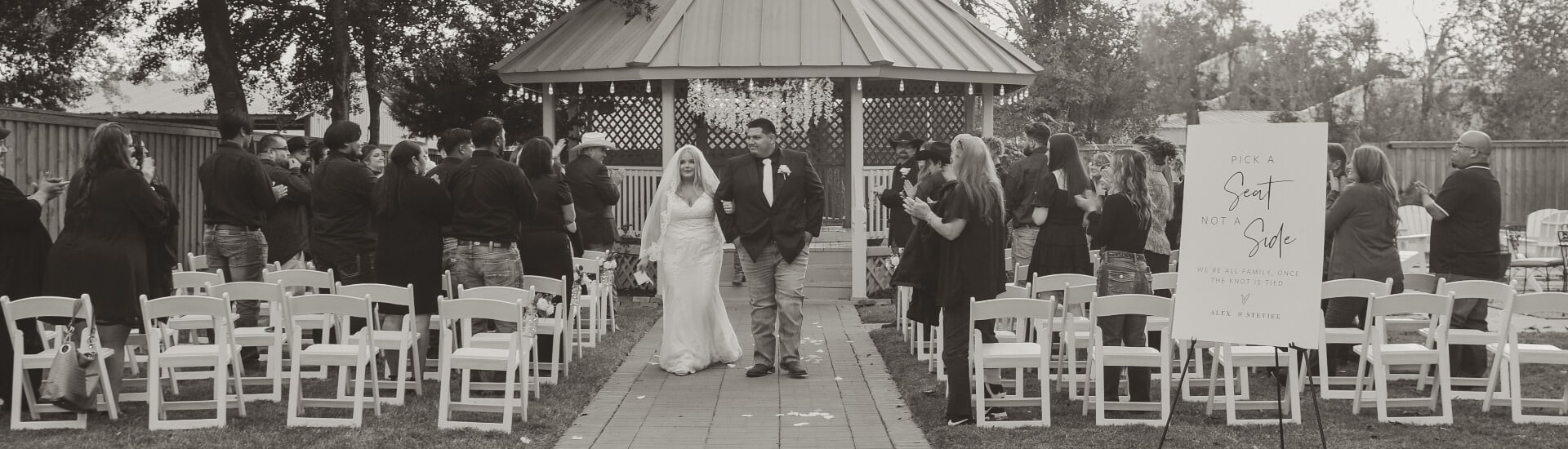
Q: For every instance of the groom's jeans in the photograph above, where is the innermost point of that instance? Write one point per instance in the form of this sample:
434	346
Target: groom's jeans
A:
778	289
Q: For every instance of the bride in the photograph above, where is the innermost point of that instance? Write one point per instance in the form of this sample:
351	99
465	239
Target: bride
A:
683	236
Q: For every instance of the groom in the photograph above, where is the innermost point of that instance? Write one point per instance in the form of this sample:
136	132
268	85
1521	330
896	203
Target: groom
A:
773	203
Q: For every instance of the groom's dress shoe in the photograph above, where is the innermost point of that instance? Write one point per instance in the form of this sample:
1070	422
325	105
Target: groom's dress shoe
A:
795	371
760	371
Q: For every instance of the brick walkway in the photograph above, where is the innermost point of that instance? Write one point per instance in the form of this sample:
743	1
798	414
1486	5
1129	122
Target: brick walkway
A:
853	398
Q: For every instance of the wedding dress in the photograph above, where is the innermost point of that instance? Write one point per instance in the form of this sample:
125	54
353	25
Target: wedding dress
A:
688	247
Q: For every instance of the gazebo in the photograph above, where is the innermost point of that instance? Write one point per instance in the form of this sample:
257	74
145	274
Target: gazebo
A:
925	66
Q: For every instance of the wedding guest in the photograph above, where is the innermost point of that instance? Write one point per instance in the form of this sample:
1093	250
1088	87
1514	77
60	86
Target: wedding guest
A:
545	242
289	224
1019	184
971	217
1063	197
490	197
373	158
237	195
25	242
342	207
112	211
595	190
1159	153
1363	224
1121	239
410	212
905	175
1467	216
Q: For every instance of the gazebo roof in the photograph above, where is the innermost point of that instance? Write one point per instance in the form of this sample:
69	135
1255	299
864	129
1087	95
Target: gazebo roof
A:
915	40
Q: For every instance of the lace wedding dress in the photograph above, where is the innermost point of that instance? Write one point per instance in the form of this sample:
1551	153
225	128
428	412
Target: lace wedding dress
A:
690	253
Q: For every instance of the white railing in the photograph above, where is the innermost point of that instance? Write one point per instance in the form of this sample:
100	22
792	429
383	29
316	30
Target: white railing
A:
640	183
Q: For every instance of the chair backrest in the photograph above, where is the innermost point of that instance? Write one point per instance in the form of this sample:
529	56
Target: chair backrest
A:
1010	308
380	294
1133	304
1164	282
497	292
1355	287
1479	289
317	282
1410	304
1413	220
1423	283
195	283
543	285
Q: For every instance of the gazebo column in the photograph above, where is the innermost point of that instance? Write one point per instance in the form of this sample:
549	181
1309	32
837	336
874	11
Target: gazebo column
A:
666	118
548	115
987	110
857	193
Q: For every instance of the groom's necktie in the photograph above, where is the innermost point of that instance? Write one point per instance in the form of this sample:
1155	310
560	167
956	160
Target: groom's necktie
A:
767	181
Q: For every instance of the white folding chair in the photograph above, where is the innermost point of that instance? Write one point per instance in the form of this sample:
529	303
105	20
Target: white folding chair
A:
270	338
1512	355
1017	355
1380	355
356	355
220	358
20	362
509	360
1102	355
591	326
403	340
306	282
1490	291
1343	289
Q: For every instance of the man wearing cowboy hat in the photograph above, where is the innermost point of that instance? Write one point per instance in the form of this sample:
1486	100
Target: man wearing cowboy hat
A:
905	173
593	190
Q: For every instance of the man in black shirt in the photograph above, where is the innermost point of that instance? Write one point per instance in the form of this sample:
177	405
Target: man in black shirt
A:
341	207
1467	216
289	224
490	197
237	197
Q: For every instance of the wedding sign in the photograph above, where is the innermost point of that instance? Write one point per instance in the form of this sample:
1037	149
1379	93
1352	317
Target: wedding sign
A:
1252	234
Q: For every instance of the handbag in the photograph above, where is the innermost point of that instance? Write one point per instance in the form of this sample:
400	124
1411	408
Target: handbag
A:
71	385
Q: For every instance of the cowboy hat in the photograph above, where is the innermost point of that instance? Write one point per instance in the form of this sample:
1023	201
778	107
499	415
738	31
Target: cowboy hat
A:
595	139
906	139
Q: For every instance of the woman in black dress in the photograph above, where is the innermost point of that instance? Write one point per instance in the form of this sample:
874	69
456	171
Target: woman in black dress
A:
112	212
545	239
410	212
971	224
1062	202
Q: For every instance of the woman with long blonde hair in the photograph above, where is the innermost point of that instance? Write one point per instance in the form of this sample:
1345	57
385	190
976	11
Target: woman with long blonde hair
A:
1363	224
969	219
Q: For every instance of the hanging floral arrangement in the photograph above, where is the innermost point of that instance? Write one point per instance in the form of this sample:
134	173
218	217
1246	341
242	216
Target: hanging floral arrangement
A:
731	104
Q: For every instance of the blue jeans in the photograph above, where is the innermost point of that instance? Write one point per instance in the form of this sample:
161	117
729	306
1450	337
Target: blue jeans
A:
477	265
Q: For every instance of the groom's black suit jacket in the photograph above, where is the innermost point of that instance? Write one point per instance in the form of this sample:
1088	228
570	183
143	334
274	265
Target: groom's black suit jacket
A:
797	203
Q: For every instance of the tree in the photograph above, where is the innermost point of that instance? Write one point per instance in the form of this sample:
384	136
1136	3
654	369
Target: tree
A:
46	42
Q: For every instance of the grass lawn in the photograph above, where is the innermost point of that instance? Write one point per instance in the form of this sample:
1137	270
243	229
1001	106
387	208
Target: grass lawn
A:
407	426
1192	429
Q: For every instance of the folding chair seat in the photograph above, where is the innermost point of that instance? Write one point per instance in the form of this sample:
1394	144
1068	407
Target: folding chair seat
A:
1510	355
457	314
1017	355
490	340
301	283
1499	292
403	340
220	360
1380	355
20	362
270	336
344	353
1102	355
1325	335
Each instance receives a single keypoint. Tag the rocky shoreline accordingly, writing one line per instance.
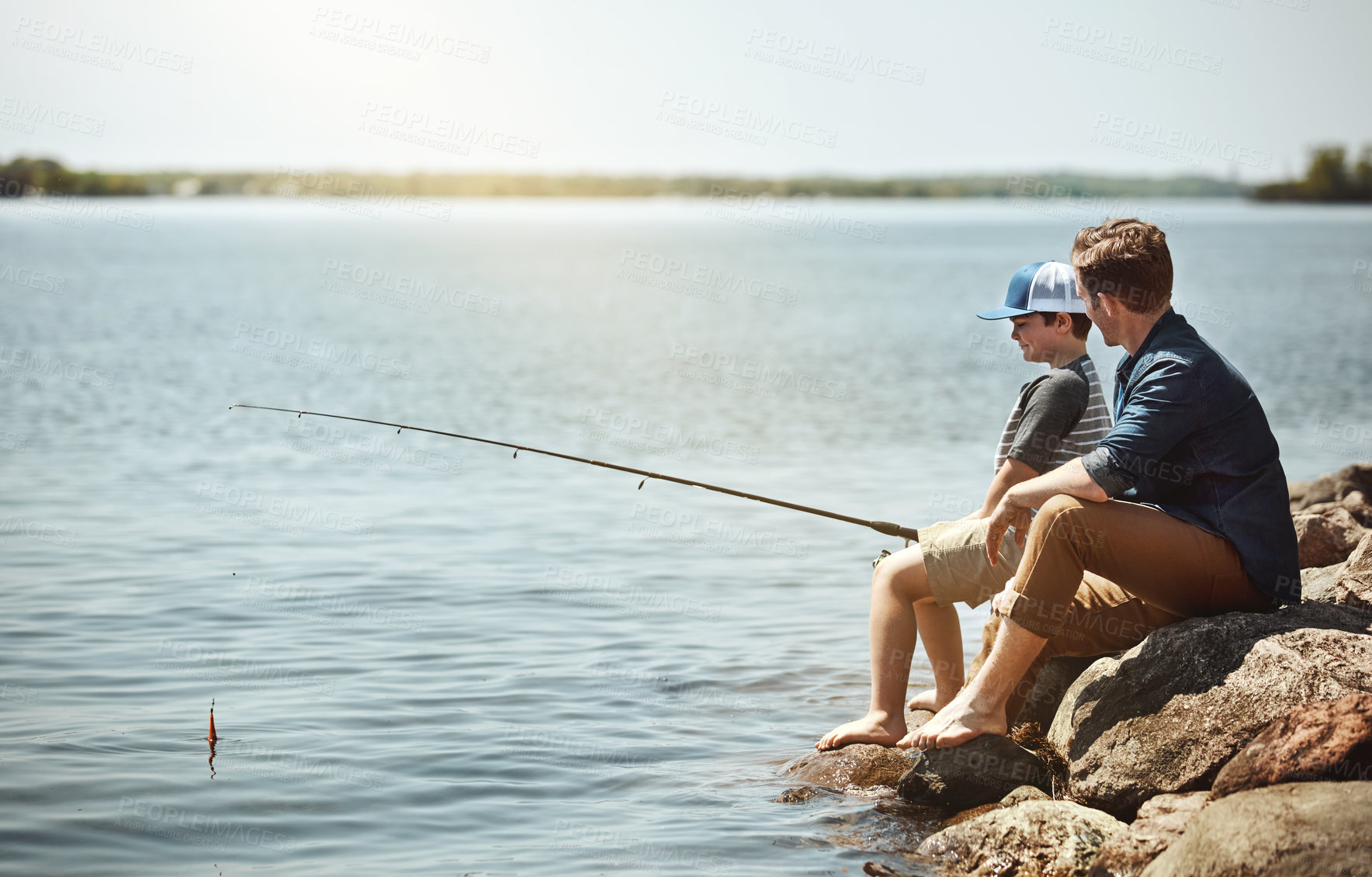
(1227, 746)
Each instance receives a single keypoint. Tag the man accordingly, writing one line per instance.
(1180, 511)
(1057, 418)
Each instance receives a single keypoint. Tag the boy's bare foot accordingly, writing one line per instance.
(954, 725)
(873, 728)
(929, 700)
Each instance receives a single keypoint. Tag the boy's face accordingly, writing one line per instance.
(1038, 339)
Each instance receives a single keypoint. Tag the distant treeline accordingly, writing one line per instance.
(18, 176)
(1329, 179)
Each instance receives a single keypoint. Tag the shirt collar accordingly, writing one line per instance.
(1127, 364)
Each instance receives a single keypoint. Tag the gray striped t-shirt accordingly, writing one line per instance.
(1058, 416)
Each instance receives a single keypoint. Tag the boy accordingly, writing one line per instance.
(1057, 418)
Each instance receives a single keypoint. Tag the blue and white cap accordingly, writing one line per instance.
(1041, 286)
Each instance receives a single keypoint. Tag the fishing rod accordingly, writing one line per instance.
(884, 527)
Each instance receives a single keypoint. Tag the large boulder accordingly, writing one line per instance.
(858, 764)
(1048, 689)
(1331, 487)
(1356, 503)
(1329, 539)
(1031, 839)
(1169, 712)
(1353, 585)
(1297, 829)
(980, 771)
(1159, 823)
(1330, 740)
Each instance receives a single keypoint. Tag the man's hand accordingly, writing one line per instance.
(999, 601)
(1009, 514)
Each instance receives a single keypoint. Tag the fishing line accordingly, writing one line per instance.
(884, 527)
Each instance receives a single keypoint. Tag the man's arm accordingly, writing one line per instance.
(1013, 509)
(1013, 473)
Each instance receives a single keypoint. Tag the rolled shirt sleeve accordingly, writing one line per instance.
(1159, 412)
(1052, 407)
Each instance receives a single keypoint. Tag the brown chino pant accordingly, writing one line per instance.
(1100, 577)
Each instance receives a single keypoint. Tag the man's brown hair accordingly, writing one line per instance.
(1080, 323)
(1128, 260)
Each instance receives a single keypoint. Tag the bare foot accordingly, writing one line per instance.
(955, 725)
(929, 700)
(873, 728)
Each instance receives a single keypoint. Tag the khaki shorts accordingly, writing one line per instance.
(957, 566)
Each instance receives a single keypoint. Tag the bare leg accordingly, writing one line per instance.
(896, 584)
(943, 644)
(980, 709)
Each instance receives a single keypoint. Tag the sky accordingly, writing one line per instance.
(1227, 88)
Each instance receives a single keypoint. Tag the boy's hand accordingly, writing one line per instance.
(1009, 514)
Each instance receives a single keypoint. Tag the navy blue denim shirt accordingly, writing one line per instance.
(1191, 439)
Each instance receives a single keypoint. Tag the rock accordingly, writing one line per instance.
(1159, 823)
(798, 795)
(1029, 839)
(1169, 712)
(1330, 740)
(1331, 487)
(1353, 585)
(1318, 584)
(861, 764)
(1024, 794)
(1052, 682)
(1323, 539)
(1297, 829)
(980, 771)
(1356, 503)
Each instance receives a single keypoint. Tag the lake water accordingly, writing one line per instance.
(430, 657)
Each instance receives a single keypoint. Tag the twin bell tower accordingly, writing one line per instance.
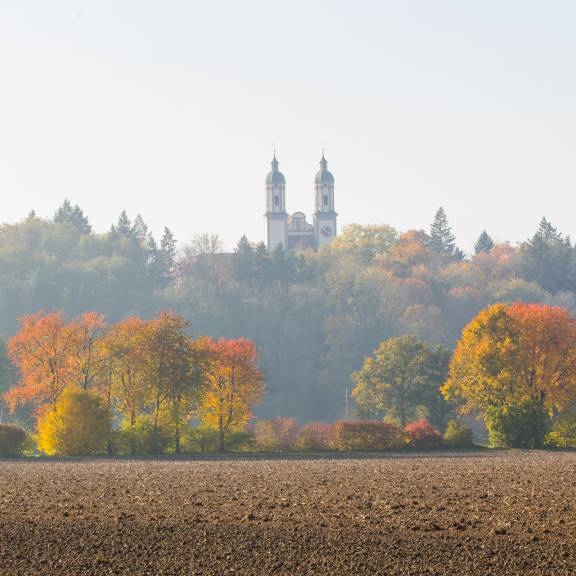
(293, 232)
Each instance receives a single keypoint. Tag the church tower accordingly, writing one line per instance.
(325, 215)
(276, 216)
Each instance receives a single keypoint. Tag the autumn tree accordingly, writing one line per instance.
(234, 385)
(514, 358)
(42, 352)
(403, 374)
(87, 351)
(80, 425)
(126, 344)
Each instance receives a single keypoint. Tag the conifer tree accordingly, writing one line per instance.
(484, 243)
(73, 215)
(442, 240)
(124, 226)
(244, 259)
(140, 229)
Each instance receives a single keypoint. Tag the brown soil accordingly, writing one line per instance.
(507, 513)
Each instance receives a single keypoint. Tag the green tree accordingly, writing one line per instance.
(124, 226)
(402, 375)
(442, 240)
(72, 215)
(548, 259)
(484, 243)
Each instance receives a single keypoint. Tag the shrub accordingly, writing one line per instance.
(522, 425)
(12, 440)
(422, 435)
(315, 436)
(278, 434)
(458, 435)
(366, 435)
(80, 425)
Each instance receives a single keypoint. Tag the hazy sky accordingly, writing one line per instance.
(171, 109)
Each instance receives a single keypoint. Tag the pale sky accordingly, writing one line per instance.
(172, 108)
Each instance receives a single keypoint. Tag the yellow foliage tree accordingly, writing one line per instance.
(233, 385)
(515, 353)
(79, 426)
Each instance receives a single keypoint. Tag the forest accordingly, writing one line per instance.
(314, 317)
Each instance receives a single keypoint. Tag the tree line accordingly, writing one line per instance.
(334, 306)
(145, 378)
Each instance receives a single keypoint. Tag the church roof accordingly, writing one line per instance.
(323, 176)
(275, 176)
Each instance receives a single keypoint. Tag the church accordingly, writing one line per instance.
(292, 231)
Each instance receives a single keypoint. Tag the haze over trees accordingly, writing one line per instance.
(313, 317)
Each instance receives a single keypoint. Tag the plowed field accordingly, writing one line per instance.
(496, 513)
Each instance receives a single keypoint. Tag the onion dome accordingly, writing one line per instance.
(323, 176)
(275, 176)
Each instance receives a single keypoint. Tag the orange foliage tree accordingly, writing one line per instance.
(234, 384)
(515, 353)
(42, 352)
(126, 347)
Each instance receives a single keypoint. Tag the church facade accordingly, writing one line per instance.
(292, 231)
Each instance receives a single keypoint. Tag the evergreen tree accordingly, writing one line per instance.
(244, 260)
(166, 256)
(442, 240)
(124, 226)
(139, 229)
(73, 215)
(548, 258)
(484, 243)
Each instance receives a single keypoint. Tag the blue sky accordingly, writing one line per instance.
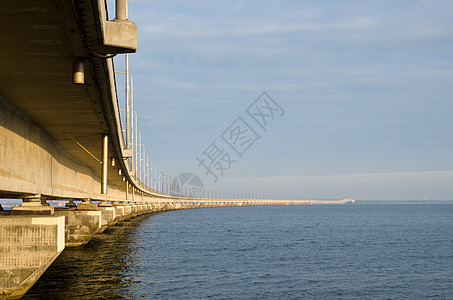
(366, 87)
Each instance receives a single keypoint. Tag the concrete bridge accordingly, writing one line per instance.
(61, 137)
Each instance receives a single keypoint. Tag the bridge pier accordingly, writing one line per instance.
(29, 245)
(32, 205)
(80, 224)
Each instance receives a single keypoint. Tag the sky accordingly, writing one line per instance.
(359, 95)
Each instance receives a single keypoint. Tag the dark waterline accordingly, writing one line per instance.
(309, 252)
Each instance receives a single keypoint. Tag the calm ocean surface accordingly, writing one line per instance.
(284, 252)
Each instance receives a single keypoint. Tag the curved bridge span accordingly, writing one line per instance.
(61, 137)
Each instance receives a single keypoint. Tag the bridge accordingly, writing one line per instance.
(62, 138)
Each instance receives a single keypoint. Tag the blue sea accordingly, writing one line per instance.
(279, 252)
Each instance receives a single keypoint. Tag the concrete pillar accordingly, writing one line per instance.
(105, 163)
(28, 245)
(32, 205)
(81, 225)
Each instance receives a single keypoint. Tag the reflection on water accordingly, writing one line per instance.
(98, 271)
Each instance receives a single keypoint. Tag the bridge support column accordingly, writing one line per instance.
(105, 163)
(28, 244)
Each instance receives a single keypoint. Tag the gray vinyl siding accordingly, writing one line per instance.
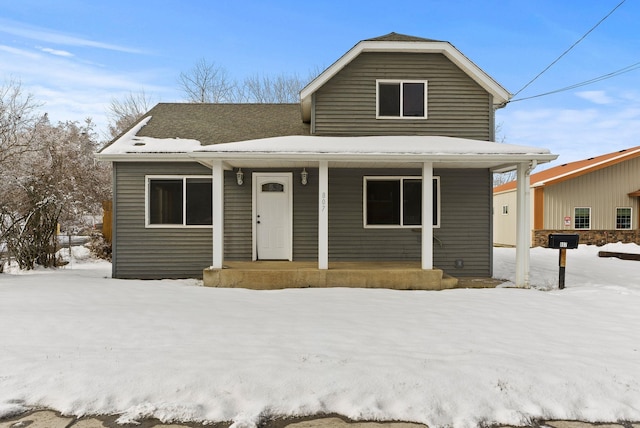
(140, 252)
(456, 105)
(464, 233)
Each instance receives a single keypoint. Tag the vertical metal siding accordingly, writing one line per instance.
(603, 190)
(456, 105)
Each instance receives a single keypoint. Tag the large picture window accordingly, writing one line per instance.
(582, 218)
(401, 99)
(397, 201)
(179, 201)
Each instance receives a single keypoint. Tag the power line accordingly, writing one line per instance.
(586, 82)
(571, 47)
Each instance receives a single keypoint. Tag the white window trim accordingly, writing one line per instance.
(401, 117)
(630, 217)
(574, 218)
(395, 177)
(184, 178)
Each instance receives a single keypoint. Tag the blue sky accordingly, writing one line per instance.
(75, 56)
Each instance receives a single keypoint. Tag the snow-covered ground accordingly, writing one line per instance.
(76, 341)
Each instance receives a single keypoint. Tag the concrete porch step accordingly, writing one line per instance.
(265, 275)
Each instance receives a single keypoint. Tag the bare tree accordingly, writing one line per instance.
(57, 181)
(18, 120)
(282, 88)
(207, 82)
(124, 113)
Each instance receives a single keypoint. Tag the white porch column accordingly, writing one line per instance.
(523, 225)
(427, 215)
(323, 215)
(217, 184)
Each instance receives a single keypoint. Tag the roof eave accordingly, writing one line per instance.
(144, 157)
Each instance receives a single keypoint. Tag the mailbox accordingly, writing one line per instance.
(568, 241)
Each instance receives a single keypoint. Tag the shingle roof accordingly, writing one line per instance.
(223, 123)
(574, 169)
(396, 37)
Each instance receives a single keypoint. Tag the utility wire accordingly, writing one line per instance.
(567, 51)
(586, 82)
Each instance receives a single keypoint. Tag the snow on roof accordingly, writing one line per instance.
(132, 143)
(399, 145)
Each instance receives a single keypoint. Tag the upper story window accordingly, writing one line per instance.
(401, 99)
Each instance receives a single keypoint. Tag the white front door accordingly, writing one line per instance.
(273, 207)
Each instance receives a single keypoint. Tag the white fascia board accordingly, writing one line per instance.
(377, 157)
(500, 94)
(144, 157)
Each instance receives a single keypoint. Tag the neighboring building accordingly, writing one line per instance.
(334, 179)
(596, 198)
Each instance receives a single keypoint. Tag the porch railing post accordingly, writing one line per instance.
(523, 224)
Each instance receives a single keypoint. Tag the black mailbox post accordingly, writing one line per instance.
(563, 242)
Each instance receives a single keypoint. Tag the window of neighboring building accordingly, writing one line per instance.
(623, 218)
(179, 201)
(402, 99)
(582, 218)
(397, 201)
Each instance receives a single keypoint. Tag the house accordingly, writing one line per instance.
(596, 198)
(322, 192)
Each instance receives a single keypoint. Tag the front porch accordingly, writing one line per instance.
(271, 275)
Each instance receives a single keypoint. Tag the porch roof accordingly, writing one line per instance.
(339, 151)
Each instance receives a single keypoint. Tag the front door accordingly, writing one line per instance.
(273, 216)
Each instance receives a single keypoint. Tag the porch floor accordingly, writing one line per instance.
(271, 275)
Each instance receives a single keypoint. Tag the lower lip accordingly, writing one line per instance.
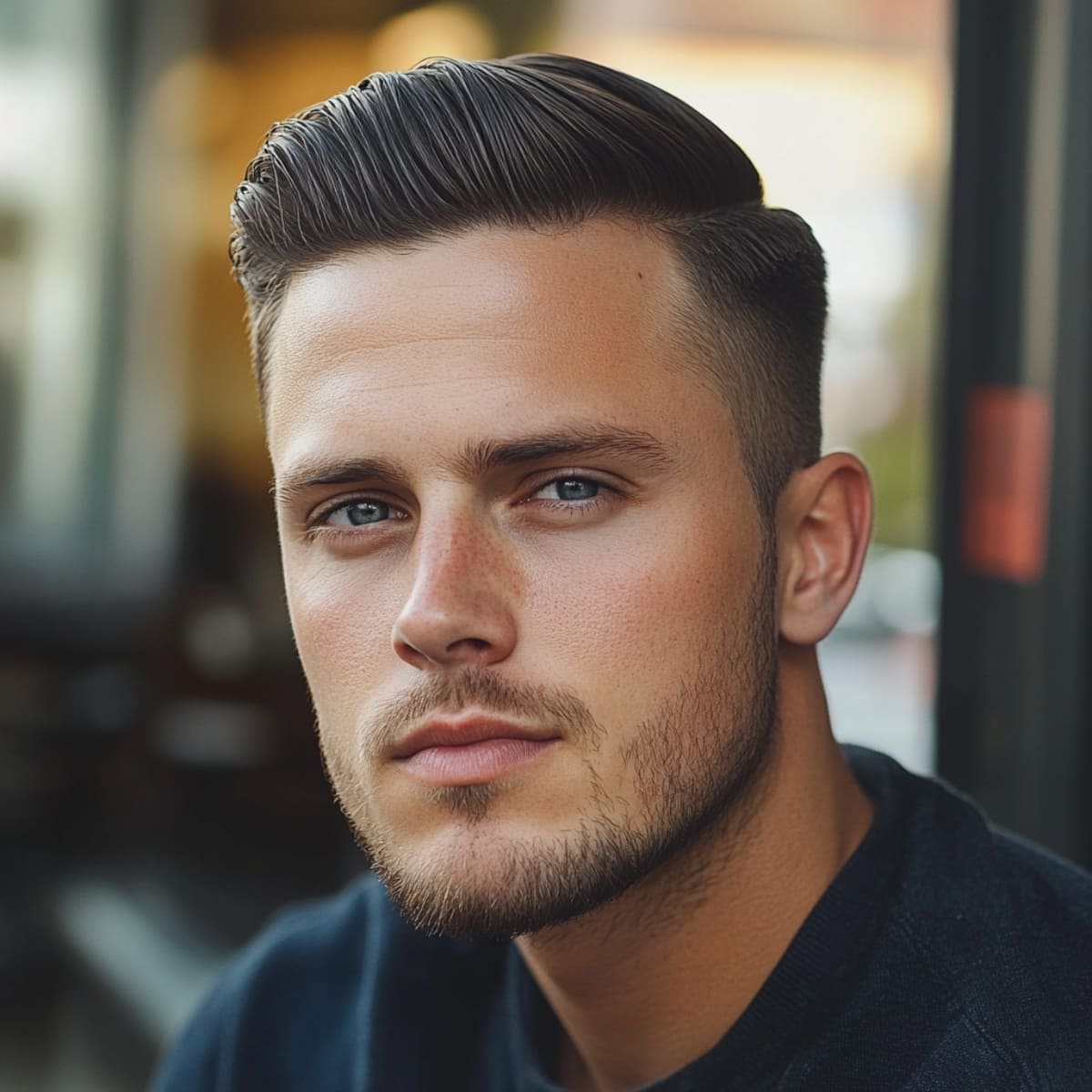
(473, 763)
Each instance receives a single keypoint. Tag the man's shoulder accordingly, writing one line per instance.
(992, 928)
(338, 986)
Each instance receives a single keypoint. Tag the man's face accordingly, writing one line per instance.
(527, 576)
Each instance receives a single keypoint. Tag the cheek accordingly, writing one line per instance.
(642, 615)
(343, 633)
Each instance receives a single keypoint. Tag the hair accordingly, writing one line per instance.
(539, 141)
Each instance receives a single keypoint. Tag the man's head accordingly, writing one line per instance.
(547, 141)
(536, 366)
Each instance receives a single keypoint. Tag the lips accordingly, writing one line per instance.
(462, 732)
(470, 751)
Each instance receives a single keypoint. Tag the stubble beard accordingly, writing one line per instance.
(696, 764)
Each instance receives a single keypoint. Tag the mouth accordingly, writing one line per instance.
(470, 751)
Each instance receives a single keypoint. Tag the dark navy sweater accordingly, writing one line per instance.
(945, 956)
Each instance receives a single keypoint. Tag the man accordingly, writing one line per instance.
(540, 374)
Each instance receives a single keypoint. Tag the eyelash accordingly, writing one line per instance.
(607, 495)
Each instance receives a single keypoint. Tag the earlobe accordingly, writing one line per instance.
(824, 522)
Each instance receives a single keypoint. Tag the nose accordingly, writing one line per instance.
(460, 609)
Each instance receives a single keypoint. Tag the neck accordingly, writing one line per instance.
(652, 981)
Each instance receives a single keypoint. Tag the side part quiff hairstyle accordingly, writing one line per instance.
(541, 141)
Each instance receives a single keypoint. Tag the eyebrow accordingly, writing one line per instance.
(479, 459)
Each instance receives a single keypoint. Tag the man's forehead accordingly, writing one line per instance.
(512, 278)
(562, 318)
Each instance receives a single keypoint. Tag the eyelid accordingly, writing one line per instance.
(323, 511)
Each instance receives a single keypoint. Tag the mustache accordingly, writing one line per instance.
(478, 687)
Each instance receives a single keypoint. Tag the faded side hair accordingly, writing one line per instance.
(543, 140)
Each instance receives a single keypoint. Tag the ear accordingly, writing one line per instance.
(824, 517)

───

→ **EXERCISE PROMPT**
Within the listing above, locate the line containing "Target: groom's necktie" and the line containing "Target: white folding chair". Reproduce those two lines and all lines between them exactly, with nothing added.

→ **OUTPUT BELOW**
Target: groom's necktie
A:
767	181
Q: For every instance of the white folding chair in the photograph above, where is the innermost point of that instance? Write one point per instance in the form of this sample:
529	303
105	20
Target: white folding chair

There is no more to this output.